**Your objective:**
Leave the images aside and output every entry exactly.

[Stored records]
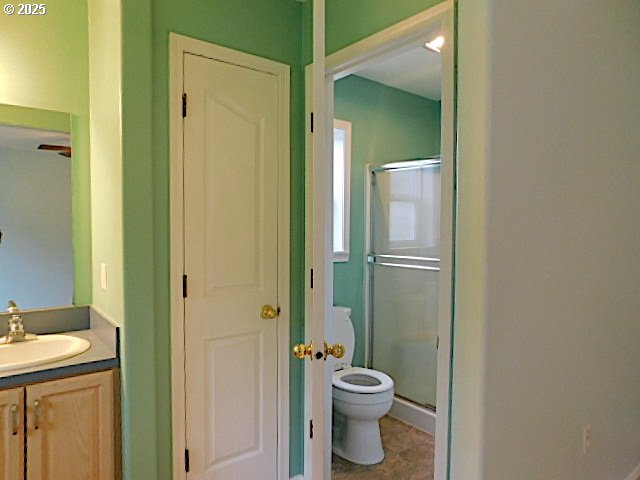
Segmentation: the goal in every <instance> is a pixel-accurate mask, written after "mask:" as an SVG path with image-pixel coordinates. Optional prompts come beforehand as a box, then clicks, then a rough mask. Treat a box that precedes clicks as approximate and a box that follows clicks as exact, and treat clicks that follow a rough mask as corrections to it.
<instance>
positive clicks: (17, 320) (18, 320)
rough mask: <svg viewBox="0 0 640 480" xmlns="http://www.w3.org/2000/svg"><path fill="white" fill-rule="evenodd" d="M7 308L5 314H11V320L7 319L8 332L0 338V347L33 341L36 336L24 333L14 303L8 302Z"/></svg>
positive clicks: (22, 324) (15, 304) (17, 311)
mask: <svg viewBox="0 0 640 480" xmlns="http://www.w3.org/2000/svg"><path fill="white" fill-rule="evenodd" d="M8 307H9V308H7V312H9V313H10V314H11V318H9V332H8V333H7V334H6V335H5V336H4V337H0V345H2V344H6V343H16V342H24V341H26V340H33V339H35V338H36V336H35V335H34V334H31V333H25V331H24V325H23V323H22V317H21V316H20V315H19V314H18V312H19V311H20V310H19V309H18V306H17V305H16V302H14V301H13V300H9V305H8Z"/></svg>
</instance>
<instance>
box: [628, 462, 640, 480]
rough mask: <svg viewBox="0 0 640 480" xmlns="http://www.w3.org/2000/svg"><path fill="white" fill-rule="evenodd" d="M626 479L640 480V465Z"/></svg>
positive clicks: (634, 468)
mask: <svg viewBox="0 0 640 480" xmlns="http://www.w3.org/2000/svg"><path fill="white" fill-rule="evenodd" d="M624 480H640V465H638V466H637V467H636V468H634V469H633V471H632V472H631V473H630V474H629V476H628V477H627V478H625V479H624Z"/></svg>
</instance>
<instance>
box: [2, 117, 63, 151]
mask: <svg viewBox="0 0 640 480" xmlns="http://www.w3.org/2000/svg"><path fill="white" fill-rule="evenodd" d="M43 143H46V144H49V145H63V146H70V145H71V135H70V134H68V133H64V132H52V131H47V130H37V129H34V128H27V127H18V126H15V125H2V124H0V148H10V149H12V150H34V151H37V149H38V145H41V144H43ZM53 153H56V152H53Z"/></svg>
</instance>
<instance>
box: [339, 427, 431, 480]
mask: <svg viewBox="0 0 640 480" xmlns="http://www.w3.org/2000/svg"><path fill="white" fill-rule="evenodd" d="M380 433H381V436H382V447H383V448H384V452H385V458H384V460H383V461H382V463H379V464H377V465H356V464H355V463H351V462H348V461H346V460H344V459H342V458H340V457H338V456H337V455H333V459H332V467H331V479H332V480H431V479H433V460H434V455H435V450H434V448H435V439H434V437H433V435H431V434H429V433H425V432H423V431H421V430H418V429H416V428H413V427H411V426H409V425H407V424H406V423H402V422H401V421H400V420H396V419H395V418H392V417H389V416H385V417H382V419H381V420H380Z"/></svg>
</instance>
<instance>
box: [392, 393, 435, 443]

**Final answer:**
Segmentation: the goal in every <instance> is a pixel-accurate mask, written after "mask:" as an SVG path with image-pixel coordinates. Optional prompts come beforehand as a box, then clicks, then a rough mask. Treat a box that precedes clicks as approximate and a box that follows clicks as exact, and treat clicks that follow a rough mask as corrections to it.
<instance>
positive clicks: (17, 320) (18, 320)
rough mask: <svg viewBox="0 0 640 480" xmlns="http://www.w3.org/2000/svg"><path fill="white" fill-rule="evenodd" d="M7 308L5 314H11V320L7 319L8 332L0 338V347L33 341L36 336L24 333L14 303L8 302Z"/></svg>
positive clicks: (22, 324) (15, 304) (17, 311)
mask: <svg viewBox="0 0 640 480" xmlns="http://www.w3.org/2000/svg"><path fill="white" fill-rule="evenodd" d="M8 307H9V308H7V312H9V313H10V314H11V318H9V332H8V333H7V334H6V335H5V336H4V337H0V345H2V344H6V343H16V342H24V341H26V340H33V339H35V338H36V336H35V335H34V334H31V333H25V331H24V325H23V323H22V317H21V316H20V315H19V314H18V312H19V311H20V310H19V309H18V306H17V305H16V302H14V301H13V300H9V305H8Z"/></svg>
</instance>
<instance>
box: [628, 462, 640, 480]
rough mask: <svg viewBox="0 0 640 480" xmlns="http://www.w3.org/2000/svg"><path fill="white" fill-rule="evenodd" d="M626 479L640 480V465Z"/></svg>
positive clicks: (634, 468)
mask: <svg viewBox="0 0 640 480" xmlns="http://www.w3.org/2000/svg"><path fill="white" fill-rule="evenodd" d="M624 480H640V465H638V466H637V467H636V468H634V469H633V471H632V472H631V473H630V474H629V476H628V477H627V478H625V479H624Z"/></svg>
</instance>
<instance>
box: [2, 117, 63, 151]
mask: <svg viewBox="0 0 640 480" xmlns="http://www.w3.org/2000/svg"><path fill="white" fill-rule="evenodd" d="M43 143H46V144H49V145H63V146H70V145H71V135H70V134H68V133H64V132H52V131H47V130H37V129H34V128H27V127H18V126H15V125H2V124H0V148H10V149H12V150H34V151H37V149H38V145H41V144H43ZM53 153H56V152H53Z"/></svg>
</instance>
<instance>
box: [339, 427, 431, 480]
mask: <svg viewBox="0 0 640 480" xmlns="http://www.w3.org/2000/svg"><path fill="white" fill-rule="evenodd" d="M380 433H381V436H382V447H383V448H384V452H385V458H384V460H383V461H382V463H379V464H377V465H356V464H355V463H351V462H348V461H346V460H344V459H342V458H340V457H338V456H337V455H333V459H332V467H331V479H332V480H431V479H433V460H434V455H435V450H434V448H435V439H434V437H433V435H431V434H429V433H425V432H423V431H421V430H418V429H416V428H413V427H411V426H409V425H407V424H406V423H402V422H401V421H400V420H396V419H395V418H392V417H389V416H385V417H382V419H381V420H380Z"/></svg>
</instance>
<instance>
box: [392, 393, 435, 443]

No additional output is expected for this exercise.